> _Assignment_: Transcribe all the records with complete accuracy.

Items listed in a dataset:
+ + + +
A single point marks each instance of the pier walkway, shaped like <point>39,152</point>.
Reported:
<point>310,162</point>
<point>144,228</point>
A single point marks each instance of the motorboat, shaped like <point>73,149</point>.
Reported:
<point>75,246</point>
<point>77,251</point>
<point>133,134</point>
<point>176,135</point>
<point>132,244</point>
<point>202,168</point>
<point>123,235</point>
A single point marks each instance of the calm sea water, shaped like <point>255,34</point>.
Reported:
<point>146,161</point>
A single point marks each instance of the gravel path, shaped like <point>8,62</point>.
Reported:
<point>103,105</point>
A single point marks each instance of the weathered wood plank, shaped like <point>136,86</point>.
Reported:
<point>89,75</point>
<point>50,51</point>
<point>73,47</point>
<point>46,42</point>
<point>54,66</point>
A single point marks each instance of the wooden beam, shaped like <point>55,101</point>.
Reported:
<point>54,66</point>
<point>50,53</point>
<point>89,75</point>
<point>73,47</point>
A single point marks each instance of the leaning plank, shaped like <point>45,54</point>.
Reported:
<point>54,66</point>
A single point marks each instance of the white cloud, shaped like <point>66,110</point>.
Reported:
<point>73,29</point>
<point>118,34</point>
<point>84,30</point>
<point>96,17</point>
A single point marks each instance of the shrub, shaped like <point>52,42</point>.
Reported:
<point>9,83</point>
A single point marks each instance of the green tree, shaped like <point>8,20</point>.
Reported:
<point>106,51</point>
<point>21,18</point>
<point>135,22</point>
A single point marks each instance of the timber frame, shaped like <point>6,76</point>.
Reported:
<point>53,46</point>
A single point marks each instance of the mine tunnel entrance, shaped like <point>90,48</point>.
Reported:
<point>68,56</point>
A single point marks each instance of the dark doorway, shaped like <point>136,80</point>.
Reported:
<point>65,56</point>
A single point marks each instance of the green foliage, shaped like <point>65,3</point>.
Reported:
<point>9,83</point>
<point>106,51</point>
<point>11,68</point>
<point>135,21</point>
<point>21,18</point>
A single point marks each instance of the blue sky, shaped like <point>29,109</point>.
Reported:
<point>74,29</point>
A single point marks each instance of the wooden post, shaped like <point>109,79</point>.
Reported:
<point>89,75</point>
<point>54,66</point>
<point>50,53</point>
+ + + +
> _Written response_:
A single point marks each instance of the pier walkway, shaped like <point>39,152</point>.
Reported:
<point>310,162</point>
<point>144,228</point>
A single point marks each instance of the motorboat, shaped like <point>73,149</point>.
Reported:
<point>75,246</point>
<point>77,251</point>
<point>133,134</point>
<point>176,135</point>
<point>132,244</point>
<point>202,168</point>
<point>123,235</point>
A single point marks each instance of the calm sea water, shaped like <point>255,34</point>.
Reported:
<point>146,161</point>
A single point marks each instance of the gravel path, shaped like <point>8,62</point>.
Reported:
<point>103,105</point>
A single point marks each instance of the weathered wood plank, shaped like <point>136,86</point>.
Reported:
<point>89,75</point>
<point>50,51</point>
<point>73,47</point>
<point>46,42</point>
<point>54,66</point>
A single point marks each instance of the wooden beam, shaped like <point>55,101</point>.
Reported:
<point>54,66</point>
<point>50,53</point>
<point>89,75</point>
<point>73,47</point>
A single point marks each instance of the leaning plank, shaped like <point>45,54</point>.
Reported:
<point>54,66</point>
A single point marks each instance of the white cloud, shaped like <point>66,110</point>.
Reported:
<point>73,29</point>
<point>118,34</point>
<point>84,30</point>
<point>96,17</point>
A single point marks each instance of the shrub, shaped like <point>52,42</point>.
Reported:
<point>9,83</point>
A single point marks each instance of the green tree, shaped like <point>8,20</point>.
Reported:
<point>106,51</point>
<point>21,18</point>
<point>135,22</point>
A single point marks each instance of the timber frame, shaped like <point>6,76</point>.
Reported:
<point>53,46</point>
A single point marks each instance of the mine tunnel entrance, shaped like <point>90,48</point>.
Reported:
<point>68,56</point>
A single point marks each instance of the dark doorway, shaped like <point>136,80</point>.
Reported:
<point>65,56</point>
A single point marks each instance of the green foliage, shaped like <point>65,3</point>.
Reported:
<point>9,83</point>
<point>106,51</point>
<point>11,68</point>
<point>135,21</point>
<point>21,18</point>
A single point marks each instance of the blue sky, shaped like <point>29,109</point>.
Reported:
<point>74,29</point>
A single point marks each instance of the wooden post, shaped like <point>109,79</point>.
Reported:
<point>89,75</point>
<point>54,66</point>
<point>50,53</point>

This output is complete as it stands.